**What to work on**: Your response must be made up of each line in the data below that contains the string "integer".

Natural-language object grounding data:
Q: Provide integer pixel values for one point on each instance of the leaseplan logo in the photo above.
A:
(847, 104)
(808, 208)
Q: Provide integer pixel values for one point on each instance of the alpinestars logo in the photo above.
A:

**Answer to the problem**:
Q: Provide integer pixel values for one point on each instance of the leaseplan logo in the photo above.
Q: Provide integer pixel values for one point on each instance of the alpinestars logo in the photo above.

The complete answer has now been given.